[Saved entries]
........

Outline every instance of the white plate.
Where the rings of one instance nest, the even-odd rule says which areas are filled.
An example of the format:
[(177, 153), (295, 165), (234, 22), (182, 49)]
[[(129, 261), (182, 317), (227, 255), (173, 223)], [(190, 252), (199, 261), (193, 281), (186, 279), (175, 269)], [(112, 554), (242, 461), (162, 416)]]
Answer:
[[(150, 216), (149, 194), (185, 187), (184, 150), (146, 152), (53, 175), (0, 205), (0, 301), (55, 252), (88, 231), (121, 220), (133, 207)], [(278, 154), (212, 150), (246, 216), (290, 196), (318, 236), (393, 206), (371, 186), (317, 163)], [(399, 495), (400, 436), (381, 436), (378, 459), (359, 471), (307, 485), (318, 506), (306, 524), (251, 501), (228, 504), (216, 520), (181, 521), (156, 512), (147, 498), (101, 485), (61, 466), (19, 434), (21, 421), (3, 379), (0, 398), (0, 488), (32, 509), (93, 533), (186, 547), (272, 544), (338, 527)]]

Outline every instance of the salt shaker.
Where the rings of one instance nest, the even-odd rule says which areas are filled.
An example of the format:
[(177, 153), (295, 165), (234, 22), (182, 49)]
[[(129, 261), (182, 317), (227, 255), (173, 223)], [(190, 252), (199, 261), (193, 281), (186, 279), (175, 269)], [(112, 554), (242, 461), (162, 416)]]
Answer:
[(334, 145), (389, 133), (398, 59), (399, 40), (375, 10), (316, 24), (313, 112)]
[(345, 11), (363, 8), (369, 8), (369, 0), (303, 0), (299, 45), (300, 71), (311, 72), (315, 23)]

........

◆ **ACTIVITY**
Nothing in the records may change; output all of them exactly.

◆ **ANSWER TO THE PROBLEM**
Outline every instance of the white plate.
Where the rings of one instance nest, the even-odd rule says which areas are filled.
An example of the format:
[(177, 153), (295, 165), (234, 22), (182, 49)]
[[(129, 261), (182, 317), (227, 255), (173, 223)], [(190, 252), (199, 261), (193, 281), (186, 279), (175, 269)], [(112, 554), (242, 461), (162, 416)]]
Answer:
[[(150, 216), (149, 194), (185, 187), (184, 150), (146, 152), (53, 175), (0, 205), (0, 301), (55, 252), (88, 231), (121, 220), (133, 207)], [(278, 154), (212, 150), (246, 216), (290, 196), (318, 236), (393, 206), (371, 186), (317, 163)], [(399, 495), (400, 436), (381, 436), (378, 459), (359, 471), (307, 485), (318, 506), (306, 524), (251, 501), (228, 504), (216, 520), (181, 521), (156, 512), (147, 498), (101, 485), (61, 466), (19, 434), (21, 421), (3, 379), (0, 398), (0, 488), (32, 509), (93, 533), (186, 547), (272, 544), (338, 527)]]

Outline every instance of the salt shaker.
Where the rings of one instance nest, the even-odd rule says which areas are filled.
An example of the format:
[(177, 153), (295, 165), (234, 22), (182, 49)]
[[(129, 261), (182, 317), (227, 255), (173, 223)], [(190, 252), (199, 261), (193, 281), (186, 279), (175, 269)], [(112, 554), (242, 461), (162, 416)]]
Answer:
[(334, 145), (389, 133), (398, 59), (399, 40), (375, 10), (316, 24), (313, 112)]
[(345, 11), (363, 8), (369, 8), (369, 0), (303, 0), (299, 45), (300, 71), (311, 72), (315, 23)]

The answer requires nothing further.